Given passage
================

TTT: Fine-tuning Transformers with TPUs or GPUs acceleration, written in Tensorflow2.0+

TTT or (Triple T) is short for a package for fine-tuning 🤗 Transformers with TPUs, written in Tensorflow2.0+. It is motivated to be completed due to bugs I found tricky to solve when using the xla library with PyTorch. As a newcomer to the TF world, I am humble to learn more from the community and hence it is open sourced here.

Update (2020-11-4):

Demo

Open In Colab

The following demonstrates the example of fine-tuning T5-small for sst2 (example_t5.py).

Features

  • Switch between TPUs and GPUs easily.
  • Stable training on TPUs.
  • Customize datasets or load from HF's datasets library.
  • Using pretrained tensorflow weights from the open-source library - 🤗 transformers.

================

Data to use
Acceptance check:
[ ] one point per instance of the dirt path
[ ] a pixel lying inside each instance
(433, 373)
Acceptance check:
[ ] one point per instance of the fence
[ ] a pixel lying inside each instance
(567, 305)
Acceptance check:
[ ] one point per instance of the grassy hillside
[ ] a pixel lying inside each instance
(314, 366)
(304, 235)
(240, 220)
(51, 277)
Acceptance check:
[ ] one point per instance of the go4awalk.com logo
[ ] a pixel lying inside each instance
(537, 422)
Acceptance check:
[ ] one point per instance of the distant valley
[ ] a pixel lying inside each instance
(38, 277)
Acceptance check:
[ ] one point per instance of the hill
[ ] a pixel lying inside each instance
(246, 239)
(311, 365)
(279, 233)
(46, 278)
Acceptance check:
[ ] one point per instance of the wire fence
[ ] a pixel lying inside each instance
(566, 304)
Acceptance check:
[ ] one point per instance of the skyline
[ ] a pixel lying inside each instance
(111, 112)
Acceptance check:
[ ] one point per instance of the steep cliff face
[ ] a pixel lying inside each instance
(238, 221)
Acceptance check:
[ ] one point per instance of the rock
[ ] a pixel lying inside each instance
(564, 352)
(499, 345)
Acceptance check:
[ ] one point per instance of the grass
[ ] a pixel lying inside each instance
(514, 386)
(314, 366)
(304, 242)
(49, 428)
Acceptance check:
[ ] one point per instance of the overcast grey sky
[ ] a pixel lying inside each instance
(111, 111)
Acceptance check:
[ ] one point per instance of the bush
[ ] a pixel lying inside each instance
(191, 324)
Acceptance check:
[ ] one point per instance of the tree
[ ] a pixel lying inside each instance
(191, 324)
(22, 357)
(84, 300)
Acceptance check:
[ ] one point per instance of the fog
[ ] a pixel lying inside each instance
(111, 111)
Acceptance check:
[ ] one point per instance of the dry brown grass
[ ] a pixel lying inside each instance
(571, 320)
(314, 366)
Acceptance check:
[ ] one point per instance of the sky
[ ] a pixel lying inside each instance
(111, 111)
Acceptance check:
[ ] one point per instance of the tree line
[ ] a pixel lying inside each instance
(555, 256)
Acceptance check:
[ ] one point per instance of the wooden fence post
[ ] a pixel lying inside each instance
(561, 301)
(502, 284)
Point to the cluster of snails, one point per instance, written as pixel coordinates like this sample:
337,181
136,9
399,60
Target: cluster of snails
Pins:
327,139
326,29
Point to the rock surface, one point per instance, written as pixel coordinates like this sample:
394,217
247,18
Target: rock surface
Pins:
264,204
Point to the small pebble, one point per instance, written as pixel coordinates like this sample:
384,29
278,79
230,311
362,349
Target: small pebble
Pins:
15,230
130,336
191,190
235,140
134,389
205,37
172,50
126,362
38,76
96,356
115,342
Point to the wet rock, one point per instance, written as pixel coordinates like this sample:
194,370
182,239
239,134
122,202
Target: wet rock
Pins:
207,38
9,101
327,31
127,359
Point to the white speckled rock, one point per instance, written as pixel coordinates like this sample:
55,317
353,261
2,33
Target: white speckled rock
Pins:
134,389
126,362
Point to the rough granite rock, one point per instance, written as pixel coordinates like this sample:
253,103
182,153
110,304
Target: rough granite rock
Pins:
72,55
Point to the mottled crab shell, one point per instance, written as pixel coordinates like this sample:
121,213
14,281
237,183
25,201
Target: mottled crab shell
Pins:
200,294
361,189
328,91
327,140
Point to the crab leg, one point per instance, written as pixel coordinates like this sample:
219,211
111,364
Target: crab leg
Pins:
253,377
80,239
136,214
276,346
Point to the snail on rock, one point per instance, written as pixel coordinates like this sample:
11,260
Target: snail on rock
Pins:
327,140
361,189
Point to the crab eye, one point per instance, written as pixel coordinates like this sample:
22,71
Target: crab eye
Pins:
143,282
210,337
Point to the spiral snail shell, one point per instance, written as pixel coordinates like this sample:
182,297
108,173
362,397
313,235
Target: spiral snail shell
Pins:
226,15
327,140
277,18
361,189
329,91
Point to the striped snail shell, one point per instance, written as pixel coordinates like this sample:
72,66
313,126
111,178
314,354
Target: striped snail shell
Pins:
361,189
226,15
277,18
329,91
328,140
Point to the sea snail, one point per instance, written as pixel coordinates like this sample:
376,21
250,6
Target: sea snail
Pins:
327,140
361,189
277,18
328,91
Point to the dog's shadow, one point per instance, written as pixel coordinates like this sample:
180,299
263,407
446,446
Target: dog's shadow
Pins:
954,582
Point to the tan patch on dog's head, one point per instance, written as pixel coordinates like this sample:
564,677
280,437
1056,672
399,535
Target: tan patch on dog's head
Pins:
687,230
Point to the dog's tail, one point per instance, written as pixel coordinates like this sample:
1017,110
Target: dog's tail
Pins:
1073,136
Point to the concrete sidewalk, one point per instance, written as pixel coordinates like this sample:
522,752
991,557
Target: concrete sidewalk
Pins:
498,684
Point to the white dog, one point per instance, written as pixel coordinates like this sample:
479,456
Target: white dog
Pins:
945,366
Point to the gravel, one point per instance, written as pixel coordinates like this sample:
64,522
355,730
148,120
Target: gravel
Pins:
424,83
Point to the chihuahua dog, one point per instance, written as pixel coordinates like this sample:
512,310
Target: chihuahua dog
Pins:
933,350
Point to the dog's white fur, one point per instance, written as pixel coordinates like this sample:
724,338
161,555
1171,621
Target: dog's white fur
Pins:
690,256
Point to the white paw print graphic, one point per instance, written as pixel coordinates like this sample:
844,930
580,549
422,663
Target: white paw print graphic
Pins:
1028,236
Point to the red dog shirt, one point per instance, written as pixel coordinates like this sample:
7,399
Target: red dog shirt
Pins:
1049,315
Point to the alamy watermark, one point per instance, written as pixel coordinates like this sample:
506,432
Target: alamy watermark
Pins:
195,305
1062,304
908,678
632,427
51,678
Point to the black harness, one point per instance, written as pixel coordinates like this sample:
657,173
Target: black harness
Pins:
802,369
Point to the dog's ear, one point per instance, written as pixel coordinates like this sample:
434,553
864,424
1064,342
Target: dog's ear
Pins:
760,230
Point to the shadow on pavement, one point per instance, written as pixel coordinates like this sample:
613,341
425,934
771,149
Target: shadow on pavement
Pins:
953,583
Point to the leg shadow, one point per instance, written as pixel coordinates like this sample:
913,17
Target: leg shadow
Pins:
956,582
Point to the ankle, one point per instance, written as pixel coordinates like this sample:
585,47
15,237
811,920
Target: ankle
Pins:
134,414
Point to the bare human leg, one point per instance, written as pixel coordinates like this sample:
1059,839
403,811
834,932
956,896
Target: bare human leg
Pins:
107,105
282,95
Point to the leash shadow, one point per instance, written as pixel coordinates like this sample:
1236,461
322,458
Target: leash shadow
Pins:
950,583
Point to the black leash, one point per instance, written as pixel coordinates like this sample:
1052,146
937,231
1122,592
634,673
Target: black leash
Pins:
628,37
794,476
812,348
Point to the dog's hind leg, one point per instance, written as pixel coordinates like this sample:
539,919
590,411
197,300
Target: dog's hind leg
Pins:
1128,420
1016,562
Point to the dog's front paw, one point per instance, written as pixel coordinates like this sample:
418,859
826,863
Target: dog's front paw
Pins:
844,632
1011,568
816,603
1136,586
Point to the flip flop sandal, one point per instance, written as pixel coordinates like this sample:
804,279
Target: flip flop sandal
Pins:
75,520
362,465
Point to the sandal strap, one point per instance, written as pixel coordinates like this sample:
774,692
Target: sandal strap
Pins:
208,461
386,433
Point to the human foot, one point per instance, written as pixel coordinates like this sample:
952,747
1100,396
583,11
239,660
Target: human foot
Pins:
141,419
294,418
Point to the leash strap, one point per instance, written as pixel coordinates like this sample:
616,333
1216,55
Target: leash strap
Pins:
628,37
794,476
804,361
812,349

================

Requests
1. Answer these questions about the TTT text:
(a) What longer name is TTT short for?
(b) Which model and which task does the demo fine-tune?
(c) Which library, used with PyTorch, caused the bugs that motivated the package?
2. Transcribe the records, starting at the line that contains "Point to the dog's front" and stopping after the last line of the records.
The records are unrelated to the TTT text.

Responses
1.
(a) Triple T
(b) T5-small, for sst2
(c) The xla library

2.
Point to the dog's front paw, one point per instance, written as pixel coordinates like this sample:
418,859
826,863
Target: dog's front paw
Pins:
844,632
1011,568
816,603
1136,586
Point to the flip flop sandal, one point per instance, written as pixel coordinates like this sample:
804,279
Target: flip flop sandal
Pins:
75,520
362,465
Point to the sandal strap, one point per instance, written as pixel coordinates like this sample:
774,692
Target: sandal strap
Pins:
208,461
386,433
Point to the human foot, one point per instance, written as pixel coordinates like this sample:
952,747
1100,396
583,11
239,660
Target: human foot
Pins:
141,419
294,418
Point to the leash strap, one point per instance, written as pixel coordinates like this sample:
616,333
1216,55
Target: leash strap
Pins:
628,37
794,476
804,361
812,349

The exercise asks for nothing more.